# What is asked
Extract every line in the data below that contains the word "green", and copy each of those lines unchanged.

Data records:

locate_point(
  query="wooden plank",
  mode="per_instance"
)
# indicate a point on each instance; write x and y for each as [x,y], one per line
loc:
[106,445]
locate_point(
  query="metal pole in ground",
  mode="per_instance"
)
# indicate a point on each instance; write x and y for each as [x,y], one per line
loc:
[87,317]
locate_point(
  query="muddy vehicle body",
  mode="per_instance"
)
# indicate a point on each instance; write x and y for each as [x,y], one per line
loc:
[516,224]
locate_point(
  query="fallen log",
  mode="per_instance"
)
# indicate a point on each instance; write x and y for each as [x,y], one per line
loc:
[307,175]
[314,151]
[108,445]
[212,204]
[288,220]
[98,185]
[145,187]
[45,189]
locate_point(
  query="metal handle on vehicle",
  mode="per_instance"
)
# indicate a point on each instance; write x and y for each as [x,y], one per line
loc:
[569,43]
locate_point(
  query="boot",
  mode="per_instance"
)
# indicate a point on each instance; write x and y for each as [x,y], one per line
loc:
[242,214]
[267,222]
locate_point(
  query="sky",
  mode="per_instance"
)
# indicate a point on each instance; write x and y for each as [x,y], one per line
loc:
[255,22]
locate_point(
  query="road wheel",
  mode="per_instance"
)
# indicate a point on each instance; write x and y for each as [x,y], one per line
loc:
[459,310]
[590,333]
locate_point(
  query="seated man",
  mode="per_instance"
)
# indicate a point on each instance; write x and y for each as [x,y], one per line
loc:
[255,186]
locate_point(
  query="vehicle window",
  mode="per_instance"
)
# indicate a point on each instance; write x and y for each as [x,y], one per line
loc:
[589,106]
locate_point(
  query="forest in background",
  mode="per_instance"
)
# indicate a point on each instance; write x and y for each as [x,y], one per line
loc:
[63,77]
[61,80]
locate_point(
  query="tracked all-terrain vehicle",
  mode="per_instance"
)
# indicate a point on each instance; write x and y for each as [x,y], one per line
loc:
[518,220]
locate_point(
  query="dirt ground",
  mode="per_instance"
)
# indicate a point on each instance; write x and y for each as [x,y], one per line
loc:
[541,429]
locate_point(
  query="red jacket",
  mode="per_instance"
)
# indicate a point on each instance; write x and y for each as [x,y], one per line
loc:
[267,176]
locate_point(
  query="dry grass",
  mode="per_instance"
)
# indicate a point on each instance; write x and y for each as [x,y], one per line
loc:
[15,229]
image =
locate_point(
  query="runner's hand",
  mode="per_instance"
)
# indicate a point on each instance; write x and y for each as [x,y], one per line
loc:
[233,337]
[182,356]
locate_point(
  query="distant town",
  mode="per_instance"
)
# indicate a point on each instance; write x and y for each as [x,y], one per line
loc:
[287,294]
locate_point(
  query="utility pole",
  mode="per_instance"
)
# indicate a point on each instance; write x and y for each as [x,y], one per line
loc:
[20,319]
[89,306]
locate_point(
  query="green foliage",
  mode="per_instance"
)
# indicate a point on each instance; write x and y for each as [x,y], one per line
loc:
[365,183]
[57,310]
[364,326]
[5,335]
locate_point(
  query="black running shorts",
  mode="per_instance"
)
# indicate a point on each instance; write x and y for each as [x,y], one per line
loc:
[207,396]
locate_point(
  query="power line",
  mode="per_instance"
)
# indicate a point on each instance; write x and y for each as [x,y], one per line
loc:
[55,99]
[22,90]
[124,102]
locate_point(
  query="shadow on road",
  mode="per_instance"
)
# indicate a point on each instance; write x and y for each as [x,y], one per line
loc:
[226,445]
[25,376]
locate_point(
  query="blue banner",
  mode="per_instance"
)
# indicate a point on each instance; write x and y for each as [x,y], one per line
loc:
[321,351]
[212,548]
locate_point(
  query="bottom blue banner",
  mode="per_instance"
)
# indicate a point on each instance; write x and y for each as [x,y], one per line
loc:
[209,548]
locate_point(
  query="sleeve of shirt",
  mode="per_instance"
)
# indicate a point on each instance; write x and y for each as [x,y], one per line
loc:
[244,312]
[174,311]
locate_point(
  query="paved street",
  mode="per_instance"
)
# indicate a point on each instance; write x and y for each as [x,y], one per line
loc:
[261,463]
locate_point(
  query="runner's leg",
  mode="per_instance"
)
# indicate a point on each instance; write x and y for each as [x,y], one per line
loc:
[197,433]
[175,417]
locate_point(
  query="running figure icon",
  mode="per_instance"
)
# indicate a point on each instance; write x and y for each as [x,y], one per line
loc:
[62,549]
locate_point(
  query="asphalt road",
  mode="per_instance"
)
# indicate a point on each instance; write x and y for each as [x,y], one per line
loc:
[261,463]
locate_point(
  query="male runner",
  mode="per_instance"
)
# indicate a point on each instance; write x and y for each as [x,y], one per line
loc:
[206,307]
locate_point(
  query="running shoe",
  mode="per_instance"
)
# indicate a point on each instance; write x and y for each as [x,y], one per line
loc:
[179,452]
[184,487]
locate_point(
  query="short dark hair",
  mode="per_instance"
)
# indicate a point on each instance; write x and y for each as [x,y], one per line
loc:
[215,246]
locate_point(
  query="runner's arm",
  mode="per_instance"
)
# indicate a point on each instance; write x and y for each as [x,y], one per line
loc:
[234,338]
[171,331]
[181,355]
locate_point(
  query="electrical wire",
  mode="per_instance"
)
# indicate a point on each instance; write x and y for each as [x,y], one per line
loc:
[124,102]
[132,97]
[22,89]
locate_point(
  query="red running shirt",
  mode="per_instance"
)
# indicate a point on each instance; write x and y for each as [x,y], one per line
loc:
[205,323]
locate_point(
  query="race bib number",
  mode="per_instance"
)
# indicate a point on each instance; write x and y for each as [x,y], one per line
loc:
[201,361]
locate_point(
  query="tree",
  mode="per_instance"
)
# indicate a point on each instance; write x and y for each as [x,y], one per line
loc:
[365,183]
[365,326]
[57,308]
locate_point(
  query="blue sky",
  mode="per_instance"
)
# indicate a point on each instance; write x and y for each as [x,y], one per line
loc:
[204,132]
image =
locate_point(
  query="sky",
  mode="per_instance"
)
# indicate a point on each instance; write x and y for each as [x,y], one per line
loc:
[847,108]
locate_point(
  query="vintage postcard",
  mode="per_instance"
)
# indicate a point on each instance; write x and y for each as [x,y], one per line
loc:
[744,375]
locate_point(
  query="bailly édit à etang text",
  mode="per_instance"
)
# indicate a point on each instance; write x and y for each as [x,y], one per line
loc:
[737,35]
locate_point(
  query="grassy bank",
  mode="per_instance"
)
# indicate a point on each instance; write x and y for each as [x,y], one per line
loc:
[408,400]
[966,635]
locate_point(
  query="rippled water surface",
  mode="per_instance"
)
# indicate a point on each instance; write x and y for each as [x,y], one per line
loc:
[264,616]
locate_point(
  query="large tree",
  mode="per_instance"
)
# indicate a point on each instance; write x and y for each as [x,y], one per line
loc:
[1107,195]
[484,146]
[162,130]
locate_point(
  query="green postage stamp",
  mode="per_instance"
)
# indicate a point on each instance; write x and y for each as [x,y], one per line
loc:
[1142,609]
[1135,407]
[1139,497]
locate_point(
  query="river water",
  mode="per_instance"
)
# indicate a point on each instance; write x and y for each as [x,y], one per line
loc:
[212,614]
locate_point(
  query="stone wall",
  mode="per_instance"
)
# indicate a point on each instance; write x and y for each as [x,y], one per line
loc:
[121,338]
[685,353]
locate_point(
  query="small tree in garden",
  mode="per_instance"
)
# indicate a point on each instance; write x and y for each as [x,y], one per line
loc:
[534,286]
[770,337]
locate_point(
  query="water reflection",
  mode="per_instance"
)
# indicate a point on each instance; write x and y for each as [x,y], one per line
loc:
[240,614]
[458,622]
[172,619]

# Solved problem
  query="green foliage",
  query="green postage stamp",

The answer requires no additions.